═══ INFORMATION SHOWN
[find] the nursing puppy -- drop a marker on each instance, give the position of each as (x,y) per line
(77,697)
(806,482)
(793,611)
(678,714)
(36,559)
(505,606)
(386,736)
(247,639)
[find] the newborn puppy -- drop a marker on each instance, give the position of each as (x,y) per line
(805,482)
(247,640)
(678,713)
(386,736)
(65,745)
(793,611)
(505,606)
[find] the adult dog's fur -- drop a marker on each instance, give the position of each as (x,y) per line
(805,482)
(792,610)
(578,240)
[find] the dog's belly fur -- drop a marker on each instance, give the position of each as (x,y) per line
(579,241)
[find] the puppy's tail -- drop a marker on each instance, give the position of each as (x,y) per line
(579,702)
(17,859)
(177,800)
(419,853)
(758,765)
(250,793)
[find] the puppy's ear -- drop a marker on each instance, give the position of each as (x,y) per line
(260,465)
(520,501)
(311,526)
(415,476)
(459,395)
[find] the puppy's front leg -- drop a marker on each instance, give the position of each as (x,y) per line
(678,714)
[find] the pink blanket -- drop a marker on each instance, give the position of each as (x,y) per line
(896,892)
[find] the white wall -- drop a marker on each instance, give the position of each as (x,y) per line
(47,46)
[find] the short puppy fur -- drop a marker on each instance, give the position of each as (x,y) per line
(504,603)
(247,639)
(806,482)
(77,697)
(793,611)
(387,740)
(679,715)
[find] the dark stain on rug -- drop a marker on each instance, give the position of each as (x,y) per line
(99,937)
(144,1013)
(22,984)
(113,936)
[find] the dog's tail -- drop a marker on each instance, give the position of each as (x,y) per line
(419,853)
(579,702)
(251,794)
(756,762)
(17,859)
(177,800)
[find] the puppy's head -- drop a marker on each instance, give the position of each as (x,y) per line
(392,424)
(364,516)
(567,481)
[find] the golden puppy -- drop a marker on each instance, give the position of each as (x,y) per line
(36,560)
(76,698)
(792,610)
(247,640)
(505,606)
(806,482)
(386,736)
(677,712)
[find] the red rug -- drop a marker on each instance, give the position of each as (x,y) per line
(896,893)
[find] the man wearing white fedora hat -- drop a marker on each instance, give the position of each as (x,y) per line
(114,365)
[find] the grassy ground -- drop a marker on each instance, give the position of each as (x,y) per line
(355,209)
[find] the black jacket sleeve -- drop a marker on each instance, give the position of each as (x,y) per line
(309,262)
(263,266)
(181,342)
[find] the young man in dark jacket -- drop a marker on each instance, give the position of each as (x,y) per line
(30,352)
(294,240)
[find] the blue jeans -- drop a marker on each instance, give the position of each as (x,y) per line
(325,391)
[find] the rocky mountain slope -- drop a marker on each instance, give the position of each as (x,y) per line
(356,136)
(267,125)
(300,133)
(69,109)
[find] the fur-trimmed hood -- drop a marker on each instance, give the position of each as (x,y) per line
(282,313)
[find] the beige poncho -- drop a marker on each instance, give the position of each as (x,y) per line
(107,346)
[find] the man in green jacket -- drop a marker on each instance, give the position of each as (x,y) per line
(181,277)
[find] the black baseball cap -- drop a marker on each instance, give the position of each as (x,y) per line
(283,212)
══════
◆ INSTRUCTIONS TO FOLLOW
Each line from the one containing "[find] the red" to the end of the listing above should be copied exactly, and nothing else.

◆ TASK OUTPUT
[find] the red rug -- drop a marker on each instance, give the position of each as (x,y) per line
(896,893)
[find] the man wearing white fedora hat -- drop a marker on each instance, give the position of each as (x,y) per line
(114,365)
[find] the grassy ground -- drop a marker on each instance, give the position of each as (x,y) per line
(355,209)
[find] the black jacket sleeve -- drop a marker on each instance, give the position of each as (x,y) per line
(309,262)
(263,266)
(181,342)
[find] the young man in dark jacket -- drop a marker on each instance, give the position of each as (x,y) per line
(30,352)
(294,240)
[find] the blue jeans -- drop a marker on each instance, give the position of each as (x,y) per line
(325,391)
[find] the rocky mountain slope -- drop a marker on each instance, give the position of each as (x,y) per line
(356,136)
(267,125)
(300,133)
(69,109)
[find] the fur-trimmed hood -- drop a marker on each instance, give the position of each as (x,y) per line
(282,313)
[find] the beige poncho -- drop a marker on each instance, give the position of each as (x,y) per line
(107,346)
[find] the man in green jacket -- drop a marker on each instance, give the position of each as (x,y) per line
(181,277)
[find] the black baseball cap -- drop a marker on each instance, give the position of each as (x,y) per line
(283,212)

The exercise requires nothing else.